#### Challenge A:
In the guide to configuring Mutt, which key combination flags a message so that it stays in the inbox?
#### Challenge B:
Continue the guide to configuring Mutt from the point where it stops.

#### Excerpt provided:
+--
Calmar on Mutt (for dummies or however)

Section 1 - Settings basically

Who you are (settings)

you need to tell mutt who are (in e.g. ~/.mutt/muttrc)

unmy_hdr *       # delete existing header-settings, if there are any.
my_hdr X-Homepage: http://www.calmar.ws
my_hdr X-PGP-Key: http://www.calmar.ws/calmar.asc

set from="your@email.com"
set realname="calmar"
set signature='~/.signature'

The set from="..." is needed, because that variable needs mutt to identify 'who' you are actually. (E.g. on the $index_format with switches like %F showing you the To: instead of the From: (messages sent out by you)).

Folders/Mailboxes (settings)

May have a read here first of all: Mutt Folder Wiki

My folder-configuration parts in my muttrc config file

set folder=~/.mail      # there are the mailboxes (+ / = are shortcuts for it now)
set mbox_type=mbox      # see the wiki, there are 4 to choose from.
                        # mbox is here a way 'how' to store mails. Below is mbox meant
                        # as a 'mailbox' where read mails are saved ouf of the
                        # inbox ($spoolfile).

set spoolfile=+inbox    # incoming mails (~/.mail/inbox)
set move=yes            # yes (move read mails automatically to $mbox)
set keep_flagged=yes    # esc-f to mark message in spool, and it won't move to $mbox)
set mbox=+read_inbox           # ~/.mail/read_inbox
set postponed=+postponed       # an 'internal' box for mutt basically
set record="+Sent-`date +%Y`"  # sent messages goes there (e.g. $folder/Sent-2006)

set header_cache=~/.mail/mutt_cache/ # a much faster opening of mailboxes...

Mutt shows mails in the spoolfile (~/.mail/inbox in my case) on startup. After reading them, they move to the $mbox (~/.mail/read_inbox in my case (on leaving the $spoolfile box so). The mail moves to mbox because I set the variable 'move=yes'.

NOTE: If you want that each incoming mail stays in the inbox, check out move=no. I used that setup for quite some time. Since the inbox gets very large (and slower to open, as an big disadvantage), I emptied it every few month, with moving the contents to a backup box like inbox_2007 (e.g. mark all T.* and save (same as append in mutt) all tagged ;s to inbox-archive-2007): T.*;s+inbox-archive-2007. Anyway, since it's a fast switch to the $mbox (e.g. c><ret>) I use move=yes actually with all it's advantages. But may test it yourself what you prefer. (You should have keep_flagged=yes as well, then you mark messages you want to stay in the inbox (spool) via esc-f and they stay there until unflagged (esc-f again).

Mailboxes: you can have special boxes in mutt with 2 additionaly features compared to 'normal' boxes/folder:

  1. mutt will check them for new mails, mark them with an 'N', and notify you in the status line. E.g: =inbox[Msgs:56 New:1 Box-new:1] means: you're actually in the inbox with 56 Messages inside, where 4 are not yet read. Additionally it notifies you (Box-new:1), that there is 1 of your mailboxes with at least one new mail for you to read.
+--
#### Point annotation dataset records:

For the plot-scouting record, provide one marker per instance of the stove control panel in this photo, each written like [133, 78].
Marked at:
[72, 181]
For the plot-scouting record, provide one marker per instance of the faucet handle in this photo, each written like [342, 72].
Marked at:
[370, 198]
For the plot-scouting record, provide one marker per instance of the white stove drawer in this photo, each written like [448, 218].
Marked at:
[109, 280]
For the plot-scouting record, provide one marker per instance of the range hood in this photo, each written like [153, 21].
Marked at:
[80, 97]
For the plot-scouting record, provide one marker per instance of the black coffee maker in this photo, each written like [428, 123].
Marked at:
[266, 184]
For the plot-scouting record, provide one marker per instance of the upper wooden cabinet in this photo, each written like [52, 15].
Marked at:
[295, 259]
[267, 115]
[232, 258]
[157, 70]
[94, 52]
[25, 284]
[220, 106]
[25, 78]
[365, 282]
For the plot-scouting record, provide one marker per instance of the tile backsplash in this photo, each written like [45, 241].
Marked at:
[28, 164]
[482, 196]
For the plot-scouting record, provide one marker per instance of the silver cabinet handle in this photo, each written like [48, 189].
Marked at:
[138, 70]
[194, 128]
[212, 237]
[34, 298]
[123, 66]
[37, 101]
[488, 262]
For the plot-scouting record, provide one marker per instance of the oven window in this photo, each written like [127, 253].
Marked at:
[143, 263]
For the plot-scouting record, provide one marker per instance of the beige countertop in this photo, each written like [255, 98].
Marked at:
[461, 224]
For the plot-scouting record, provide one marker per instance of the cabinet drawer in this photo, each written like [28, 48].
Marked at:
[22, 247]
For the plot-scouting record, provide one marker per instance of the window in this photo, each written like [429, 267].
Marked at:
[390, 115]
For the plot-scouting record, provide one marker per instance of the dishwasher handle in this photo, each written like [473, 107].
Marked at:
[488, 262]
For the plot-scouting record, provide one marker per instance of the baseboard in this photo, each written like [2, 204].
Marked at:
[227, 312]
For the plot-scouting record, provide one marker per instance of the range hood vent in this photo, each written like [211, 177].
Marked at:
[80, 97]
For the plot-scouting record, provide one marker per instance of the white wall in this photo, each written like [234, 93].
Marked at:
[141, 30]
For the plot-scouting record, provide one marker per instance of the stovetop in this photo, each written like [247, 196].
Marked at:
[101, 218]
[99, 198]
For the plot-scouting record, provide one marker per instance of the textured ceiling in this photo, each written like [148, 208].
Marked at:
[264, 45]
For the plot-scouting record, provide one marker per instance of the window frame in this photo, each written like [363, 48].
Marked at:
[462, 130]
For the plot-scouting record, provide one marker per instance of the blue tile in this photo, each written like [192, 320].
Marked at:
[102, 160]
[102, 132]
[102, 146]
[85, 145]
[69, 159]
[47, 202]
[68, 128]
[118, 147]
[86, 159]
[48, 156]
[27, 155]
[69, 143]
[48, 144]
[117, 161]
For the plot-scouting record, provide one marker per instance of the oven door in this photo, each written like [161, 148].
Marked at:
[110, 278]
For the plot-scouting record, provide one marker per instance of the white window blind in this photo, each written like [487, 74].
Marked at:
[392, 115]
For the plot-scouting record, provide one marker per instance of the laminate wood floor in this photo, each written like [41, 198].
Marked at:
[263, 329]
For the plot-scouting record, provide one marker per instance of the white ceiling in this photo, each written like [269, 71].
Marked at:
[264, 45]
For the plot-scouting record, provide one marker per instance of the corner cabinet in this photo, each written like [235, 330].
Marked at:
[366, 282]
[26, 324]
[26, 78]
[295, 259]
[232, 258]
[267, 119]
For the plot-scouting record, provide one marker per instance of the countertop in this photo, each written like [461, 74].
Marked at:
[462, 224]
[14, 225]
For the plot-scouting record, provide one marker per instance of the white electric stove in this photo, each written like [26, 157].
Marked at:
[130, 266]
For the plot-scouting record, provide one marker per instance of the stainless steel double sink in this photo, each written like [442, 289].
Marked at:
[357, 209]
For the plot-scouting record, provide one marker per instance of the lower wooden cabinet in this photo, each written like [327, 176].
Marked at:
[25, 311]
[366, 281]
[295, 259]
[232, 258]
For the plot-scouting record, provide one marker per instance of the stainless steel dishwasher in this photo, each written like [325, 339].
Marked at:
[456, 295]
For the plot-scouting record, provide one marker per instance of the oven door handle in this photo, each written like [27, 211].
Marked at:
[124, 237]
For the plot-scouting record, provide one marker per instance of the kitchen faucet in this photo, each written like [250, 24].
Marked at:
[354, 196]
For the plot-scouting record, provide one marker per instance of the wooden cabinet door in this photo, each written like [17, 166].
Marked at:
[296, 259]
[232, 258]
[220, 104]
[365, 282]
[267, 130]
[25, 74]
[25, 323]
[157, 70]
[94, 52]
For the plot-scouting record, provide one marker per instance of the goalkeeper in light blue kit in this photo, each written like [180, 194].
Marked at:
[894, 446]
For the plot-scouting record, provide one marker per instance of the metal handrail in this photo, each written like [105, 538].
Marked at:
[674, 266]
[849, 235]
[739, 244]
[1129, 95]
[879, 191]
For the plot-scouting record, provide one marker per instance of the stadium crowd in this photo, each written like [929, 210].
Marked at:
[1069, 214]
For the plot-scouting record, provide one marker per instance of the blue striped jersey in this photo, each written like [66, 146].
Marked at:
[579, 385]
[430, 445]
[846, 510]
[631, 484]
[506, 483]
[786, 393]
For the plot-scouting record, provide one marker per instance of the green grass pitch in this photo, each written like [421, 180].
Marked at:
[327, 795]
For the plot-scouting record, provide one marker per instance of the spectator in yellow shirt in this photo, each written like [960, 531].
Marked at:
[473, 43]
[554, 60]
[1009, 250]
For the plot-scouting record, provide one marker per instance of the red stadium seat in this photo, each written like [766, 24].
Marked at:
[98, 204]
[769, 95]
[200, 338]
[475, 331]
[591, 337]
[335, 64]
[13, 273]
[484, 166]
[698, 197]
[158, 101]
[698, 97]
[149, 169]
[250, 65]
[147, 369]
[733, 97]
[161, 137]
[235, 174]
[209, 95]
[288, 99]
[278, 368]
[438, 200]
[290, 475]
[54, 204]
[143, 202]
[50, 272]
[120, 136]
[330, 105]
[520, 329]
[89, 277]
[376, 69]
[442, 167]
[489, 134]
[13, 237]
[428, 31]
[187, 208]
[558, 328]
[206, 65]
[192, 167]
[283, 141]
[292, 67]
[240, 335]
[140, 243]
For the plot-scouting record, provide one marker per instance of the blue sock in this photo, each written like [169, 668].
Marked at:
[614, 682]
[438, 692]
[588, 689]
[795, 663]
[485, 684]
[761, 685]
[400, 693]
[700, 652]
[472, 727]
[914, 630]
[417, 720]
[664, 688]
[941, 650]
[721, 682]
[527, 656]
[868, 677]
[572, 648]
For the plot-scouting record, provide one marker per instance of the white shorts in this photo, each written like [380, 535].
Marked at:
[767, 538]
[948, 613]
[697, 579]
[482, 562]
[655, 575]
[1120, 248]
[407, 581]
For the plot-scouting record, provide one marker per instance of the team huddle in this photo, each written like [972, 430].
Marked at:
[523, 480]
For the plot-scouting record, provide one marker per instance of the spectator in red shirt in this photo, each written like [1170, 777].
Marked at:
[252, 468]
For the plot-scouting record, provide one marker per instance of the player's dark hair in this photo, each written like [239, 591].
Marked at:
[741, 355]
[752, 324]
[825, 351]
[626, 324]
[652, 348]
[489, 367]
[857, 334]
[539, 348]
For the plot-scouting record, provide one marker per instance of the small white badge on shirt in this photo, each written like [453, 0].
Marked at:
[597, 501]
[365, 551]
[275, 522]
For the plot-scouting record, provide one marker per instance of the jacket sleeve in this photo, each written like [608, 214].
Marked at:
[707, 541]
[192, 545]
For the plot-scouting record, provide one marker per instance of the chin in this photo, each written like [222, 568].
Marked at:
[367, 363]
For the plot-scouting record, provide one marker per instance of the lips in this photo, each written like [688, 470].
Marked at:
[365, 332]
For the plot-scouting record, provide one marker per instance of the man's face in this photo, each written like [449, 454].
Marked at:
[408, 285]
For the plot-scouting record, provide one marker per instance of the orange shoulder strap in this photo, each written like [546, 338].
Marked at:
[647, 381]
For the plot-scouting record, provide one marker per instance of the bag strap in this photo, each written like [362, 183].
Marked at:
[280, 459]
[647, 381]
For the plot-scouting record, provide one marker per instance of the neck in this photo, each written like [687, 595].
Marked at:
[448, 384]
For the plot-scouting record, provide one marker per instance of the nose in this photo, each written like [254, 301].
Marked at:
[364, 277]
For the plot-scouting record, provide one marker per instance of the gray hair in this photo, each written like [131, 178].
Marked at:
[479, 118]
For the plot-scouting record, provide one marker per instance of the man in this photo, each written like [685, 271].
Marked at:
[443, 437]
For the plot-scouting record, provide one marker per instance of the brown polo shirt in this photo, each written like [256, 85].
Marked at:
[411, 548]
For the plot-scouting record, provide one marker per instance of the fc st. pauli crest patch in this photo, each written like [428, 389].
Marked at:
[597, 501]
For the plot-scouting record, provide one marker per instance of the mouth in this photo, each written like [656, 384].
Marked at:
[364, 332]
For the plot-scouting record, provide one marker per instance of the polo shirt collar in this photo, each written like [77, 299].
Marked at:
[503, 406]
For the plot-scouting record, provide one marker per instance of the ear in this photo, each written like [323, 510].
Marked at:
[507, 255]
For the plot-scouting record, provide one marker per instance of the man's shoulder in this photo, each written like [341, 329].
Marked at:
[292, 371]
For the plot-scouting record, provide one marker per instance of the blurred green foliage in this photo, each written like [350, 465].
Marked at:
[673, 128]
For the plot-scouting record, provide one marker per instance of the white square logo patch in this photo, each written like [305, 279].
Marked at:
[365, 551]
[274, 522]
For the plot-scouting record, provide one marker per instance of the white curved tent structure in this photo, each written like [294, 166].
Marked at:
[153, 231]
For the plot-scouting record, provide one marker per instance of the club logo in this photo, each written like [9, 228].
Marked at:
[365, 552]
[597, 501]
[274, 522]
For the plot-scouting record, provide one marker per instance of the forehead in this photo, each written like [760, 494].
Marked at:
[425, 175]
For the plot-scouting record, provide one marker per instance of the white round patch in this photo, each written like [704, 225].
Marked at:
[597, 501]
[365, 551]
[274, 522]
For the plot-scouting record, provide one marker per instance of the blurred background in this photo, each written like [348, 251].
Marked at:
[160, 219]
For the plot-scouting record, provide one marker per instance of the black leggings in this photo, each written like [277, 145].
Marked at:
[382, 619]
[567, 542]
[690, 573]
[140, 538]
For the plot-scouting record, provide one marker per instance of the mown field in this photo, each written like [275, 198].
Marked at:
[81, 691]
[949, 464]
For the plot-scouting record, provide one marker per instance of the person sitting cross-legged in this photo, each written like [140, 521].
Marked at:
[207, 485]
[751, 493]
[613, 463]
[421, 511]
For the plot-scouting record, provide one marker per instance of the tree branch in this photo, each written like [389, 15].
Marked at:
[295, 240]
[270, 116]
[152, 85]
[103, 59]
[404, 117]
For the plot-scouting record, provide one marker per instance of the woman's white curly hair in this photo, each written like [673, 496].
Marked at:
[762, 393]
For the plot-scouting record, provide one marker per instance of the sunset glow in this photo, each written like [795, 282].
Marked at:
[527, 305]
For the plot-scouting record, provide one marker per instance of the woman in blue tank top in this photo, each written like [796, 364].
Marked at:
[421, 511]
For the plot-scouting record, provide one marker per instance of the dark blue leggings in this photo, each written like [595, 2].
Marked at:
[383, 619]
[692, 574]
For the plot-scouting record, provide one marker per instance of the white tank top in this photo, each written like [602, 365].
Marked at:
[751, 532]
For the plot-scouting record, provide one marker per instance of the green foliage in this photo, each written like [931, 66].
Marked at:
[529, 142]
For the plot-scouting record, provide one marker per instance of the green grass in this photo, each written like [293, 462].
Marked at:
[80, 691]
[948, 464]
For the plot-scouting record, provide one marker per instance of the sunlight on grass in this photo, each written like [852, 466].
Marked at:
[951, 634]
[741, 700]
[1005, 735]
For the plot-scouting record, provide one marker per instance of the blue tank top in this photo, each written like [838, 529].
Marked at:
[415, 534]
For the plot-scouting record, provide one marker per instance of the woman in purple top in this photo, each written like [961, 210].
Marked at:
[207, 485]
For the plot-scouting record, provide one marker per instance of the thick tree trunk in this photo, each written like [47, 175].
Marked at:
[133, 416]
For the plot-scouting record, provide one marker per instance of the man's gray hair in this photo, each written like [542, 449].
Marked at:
+--
#### Right answer A:
esc-f

#### Right answer B:
  2. You have on such defined 'mailboxes' also a special nice overview. You can switch between the mailboxes-view and browser ('normal' file-system view) with <tab>

You can define these mentioned 'mailboxes' above like that:

mailboxes =inbox
mailboxes =mbox
mailboxes =calmar      
mailboxes =mail-daemon

You can set, how often mutt shall check for new mails with:

set timeout=10    # mutt 'presses' (like) a key for you (while you're idle) 
                  # each x sec to trigger the thing below
set mail_check=5  # mutt checks for new mails on every keystroke
                  # but not more often then once in 5 seconds
set beep_new      # beep on new messages in the mailboxes

May also have a look for these two variables above at the FAQ or manual (e.g. press F1 in mutt)

Address-book

There are various addressbooks. I use mutt-aliases and abook with these settings:

set alias_file=~/.mutt/aliases     # aliases-file is there
source ~/.mutt/aliases             # and include all existing aliases
set query_command="abook --mutt-query '%s'"  # address book
macro editor ";" \Ct               # bin ; to  Ctrl-t in editor-mode (easier IMO)

So, when I store a new mail-address with `a' on a message, it will get written into the alias file. I can access the alias file after a m (for writing a new message) with <tab>. Additionally, I move them from time to time to my 'real' addressbook program 'abook' (there: ic/home/calmar/.mutt/aliases (see also ? for help)) to import it. After importing you may want to empty the aliases file (e.g. echo > ~/.mutt/aliases)

Anyway, in the alias file I often keep temporarly addresses, I don't want in the abook. So before importing the mutt aliases file into abook, I first remove the outdated entries in the alias file (possible with a text-editor).

Now when I enter a email (after e.g. a `m') I can type some pattern of a specific address, then press Ctrl-T (or just ; with my 'lazy/efficient' macro above) and when there is only one match in abook, there you go... When there are more matches, you can select them out of a list. The pattern will try to match on the name and/or the email-address.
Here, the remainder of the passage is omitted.